Reproduce the rows below verbatim, starting at the beginning of the rows and ending with the line that contains "positive clicks: (348, 3)", both ends included. Leave the pictures out of your copy.

____________

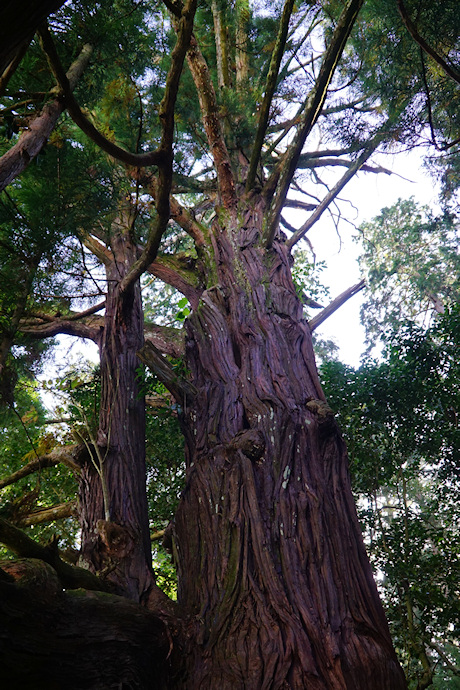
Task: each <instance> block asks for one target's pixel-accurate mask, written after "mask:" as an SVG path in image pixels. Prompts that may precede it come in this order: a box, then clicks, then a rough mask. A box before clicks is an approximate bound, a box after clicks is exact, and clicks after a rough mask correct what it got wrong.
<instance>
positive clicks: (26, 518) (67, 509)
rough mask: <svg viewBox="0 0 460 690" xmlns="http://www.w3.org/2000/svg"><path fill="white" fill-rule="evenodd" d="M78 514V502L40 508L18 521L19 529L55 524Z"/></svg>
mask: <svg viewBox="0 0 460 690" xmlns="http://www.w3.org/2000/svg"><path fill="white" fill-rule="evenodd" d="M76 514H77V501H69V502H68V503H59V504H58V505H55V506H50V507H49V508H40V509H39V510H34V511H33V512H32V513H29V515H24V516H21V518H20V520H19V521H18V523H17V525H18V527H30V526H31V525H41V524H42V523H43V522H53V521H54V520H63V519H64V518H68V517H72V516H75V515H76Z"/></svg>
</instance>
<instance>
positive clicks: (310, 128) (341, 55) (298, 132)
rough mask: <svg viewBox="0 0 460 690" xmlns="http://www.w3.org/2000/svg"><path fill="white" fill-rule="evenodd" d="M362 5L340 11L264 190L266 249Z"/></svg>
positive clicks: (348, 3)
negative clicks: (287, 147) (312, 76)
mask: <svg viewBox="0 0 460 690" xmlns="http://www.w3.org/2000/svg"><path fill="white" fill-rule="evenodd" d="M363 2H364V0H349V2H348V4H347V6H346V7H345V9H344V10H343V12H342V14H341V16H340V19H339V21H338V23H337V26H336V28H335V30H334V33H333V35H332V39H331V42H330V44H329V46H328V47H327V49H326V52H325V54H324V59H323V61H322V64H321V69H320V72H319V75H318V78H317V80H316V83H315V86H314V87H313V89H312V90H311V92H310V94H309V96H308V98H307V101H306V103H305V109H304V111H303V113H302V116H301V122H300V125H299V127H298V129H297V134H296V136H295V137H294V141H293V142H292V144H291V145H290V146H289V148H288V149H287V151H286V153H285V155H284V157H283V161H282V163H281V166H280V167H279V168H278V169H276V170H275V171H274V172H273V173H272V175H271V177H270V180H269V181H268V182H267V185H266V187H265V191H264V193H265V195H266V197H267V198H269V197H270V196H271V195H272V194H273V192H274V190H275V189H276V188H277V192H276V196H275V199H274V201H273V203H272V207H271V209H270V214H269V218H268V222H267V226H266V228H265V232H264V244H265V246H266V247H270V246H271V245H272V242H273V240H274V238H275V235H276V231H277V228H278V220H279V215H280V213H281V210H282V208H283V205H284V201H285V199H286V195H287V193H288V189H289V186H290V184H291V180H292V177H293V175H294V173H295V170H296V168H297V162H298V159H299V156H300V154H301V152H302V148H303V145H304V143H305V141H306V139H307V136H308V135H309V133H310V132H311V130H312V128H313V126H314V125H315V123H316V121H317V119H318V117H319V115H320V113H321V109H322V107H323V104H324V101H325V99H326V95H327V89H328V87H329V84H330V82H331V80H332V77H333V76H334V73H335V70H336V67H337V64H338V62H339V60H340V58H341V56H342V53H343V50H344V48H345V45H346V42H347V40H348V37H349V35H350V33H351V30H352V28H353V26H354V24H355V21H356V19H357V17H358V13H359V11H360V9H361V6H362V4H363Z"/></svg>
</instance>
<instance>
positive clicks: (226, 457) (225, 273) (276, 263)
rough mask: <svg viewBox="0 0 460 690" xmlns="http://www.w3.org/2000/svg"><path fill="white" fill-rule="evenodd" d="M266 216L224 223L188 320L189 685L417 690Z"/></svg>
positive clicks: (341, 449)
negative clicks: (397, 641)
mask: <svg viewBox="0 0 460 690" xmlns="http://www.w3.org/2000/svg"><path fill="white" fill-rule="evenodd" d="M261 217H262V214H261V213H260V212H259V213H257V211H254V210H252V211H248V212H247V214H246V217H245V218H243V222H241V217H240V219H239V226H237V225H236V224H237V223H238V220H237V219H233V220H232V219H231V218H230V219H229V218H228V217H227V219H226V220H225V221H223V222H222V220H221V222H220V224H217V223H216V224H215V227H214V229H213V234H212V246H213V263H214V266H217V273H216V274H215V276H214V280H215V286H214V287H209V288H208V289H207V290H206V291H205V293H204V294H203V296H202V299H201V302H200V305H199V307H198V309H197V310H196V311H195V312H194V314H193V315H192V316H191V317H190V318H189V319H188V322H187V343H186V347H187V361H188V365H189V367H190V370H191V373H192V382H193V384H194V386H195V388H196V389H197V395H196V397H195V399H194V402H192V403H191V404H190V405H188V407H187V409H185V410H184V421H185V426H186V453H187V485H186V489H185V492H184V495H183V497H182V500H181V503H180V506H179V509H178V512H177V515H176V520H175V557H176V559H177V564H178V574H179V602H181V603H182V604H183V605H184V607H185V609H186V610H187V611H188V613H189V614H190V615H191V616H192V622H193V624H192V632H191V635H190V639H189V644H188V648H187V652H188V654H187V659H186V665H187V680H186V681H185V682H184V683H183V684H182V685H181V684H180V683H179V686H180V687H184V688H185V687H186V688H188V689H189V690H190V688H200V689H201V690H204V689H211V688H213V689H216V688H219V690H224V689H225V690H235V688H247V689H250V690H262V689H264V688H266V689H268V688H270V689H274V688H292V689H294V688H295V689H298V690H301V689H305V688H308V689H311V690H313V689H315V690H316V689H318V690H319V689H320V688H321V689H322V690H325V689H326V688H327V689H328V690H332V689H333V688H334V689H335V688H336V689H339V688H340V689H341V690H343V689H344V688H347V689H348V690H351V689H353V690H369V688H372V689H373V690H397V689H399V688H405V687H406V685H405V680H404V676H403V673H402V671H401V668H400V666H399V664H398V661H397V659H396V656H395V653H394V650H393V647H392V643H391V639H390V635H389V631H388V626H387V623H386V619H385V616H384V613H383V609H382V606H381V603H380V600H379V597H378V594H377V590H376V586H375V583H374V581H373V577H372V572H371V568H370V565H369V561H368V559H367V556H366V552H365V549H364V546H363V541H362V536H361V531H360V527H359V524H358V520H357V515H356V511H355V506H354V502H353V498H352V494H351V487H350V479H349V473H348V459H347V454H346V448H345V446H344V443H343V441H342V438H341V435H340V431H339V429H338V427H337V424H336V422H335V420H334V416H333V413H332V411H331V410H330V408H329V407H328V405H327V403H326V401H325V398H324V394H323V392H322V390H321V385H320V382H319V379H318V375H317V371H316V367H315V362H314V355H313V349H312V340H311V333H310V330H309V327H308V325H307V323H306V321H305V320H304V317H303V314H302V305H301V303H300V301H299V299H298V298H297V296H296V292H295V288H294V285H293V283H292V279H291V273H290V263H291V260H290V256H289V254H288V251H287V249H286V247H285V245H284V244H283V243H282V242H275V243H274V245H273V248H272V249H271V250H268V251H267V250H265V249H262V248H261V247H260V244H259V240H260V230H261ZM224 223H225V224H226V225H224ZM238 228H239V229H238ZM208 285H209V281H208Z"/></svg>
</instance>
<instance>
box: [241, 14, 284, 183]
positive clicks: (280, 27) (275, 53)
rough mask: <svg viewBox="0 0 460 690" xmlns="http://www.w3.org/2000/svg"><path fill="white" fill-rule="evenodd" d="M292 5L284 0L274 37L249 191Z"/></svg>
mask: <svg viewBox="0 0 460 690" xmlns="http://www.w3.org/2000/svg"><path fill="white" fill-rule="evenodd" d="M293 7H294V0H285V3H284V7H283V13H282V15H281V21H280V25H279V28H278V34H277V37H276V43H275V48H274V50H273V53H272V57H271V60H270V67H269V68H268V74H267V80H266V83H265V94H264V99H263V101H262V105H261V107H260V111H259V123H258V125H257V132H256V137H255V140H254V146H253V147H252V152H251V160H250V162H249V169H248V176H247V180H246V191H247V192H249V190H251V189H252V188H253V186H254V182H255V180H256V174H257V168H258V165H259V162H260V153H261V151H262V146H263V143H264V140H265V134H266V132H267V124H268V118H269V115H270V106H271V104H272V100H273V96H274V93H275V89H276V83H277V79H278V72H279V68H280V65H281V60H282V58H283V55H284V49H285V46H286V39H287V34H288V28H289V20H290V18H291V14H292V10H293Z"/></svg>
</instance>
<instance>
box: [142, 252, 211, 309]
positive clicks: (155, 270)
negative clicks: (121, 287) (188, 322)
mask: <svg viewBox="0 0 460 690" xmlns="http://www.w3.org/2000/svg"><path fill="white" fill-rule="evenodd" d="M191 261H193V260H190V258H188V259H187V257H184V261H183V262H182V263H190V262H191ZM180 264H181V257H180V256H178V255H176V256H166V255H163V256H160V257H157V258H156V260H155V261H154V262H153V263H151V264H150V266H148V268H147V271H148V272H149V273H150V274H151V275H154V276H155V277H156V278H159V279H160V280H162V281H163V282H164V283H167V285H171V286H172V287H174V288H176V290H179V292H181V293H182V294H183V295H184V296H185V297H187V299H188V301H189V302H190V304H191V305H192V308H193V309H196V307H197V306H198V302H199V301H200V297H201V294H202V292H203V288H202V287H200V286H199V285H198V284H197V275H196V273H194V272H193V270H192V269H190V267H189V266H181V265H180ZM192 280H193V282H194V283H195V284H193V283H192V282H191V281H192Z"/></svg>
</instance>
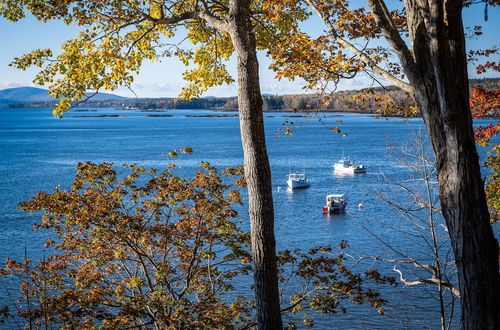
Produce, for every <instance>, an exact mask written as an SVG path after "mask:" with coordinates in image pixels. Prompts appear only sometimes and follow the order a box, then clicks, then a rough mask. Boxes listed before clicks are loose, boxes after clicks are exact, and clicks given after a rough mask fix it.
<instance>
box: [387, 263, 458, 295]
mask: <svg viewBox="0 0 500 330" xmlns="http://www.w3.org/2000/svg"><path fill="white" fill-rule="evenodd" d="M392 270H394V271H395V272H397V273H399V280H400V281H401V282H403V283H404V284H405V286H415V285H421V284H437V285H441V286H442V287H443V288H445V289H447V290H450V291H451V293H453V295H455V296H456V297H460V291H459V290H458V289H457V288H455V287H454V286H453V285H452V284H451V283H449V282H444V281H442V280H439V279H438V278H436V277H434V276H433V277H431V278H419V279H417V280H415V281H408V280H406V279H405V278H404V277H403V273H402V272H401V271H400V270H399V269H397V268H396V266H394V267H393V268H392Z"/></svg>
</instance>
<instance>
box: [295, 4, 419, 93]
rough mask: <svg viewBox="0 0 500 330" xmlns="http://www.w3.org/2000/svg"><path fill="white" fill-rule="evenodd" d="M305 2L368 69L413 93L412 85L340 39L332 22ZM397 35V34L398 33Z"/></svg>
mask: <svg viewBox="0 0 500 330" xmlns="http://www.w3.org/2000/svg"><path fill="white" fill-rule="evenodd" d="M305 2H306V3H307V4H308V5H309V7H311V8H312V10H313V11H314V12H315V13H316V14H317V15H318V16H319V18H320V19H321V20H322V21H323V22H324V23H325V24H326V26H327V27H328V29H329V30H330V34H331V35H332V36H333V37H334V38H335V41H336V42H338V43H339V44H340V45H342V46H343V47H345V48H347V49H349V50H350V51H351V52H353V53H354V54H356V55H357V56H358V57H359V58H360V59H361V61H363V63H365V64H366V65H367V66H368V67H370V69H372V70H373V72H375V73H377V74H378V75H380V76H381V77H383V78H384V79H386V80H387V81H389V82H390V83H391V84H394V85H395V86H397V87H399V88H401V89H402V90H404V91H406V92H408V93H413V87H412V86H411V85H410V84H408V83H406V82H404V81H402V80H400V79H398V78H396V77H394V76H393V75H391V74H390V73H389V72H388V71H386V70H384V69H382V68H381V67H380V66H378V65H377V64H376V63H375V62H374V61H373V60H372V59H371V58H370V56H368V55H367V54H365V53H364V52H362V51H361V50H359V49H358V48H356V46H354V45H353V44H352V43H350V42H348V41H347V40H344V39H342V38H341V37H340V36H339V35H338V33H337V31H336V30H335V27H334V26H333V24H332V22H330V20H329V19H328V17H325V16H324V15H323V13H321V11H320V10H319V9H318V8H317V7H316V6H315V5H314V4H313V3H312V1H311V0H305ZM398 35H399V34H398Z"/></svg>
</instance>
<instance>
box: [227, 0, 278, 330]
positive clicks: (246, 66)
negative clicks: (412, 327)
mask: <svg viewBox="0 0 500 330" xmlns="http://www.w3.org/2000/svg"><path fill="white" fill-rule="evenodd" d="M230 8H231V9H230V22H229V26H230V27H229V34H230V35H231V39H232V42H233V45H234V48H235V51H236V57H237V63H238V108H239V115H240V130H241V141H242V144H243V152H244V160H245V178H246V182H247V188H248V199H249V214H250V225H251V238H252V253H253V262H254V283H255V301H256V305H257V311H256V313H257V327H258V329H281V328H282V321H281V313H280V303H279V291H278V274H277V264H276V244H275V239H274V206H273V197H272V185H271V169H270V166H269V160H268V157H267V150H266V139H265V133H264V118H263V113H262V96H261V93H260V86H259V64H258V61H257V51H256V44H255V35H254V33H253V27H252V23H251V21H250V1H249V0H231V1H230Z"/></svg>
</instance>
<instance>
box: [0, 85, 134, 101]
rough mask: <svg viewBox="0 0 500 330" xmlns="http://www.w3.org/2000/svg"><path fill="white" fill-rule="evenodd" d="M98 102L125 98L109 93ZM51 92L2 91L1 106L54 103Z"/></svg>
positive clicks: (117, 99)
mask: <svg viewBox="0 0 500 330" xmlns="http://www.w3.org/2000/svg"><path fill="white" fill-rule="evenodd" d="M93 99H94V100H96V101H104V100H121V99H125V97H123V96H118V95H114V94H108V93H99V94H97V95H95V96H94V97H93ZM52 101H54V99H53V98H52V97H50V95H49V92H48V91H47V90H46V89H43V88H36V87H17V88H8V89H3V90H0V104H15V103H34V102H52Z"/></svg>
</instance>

____________

→ SOLUTION TO THIS EXERCISE:
Task: each <instance> block asks for one target's pixel-accurate mask, written after "mask:" as an SVG path in image pixels. Prompts that may precede it come in this order: a box, then clicks, then a rough mask. A box before clicks is an approximate bound, a box after clicks is exact, and clicks after a rough mask correct what it got wrong.
<instance>
positive clicks: (26, 518) (67, 509)
rough mask: <svg viewBox="0 0 460 690" xmlns="http://www.w3.org/2000/svg"><path fill="white" fill-rule="evenodd" d="M78 514V502L40 508L18 521L19 529L55 524Z"/></svg>
mask: <svg viewBox="0 0 460 690" xmlns="http://www.w3.org/2000/svg"><path fill="white" fill-rule="evenodd" d="M76 514H77V501H69V502H68V503H59V504H58V505H55V506H50V507H49V508H40V509H39V510H34V511H33V512H32V513H29V515H24V516H21V518H20V520H19V521H18V523H17V525H18V527H30V526H31V525H41V524H42V523H43V522H53V521H54V520H63V519H64V518H68V517H72V516H75V515H76Z"/></svg>
</instance>
<instance>
positive clicks: (310, 128) (341, 55) (298, 132)
rough mask: <svg viewBox="0 0 460 690" xmlns="http://www.w3.org/2000/svg"><path fill="white" fill-rule="evenodd" d="M362 5L340 11L264 190L266 249Z"/></svg>
positive clicks: (348, 3)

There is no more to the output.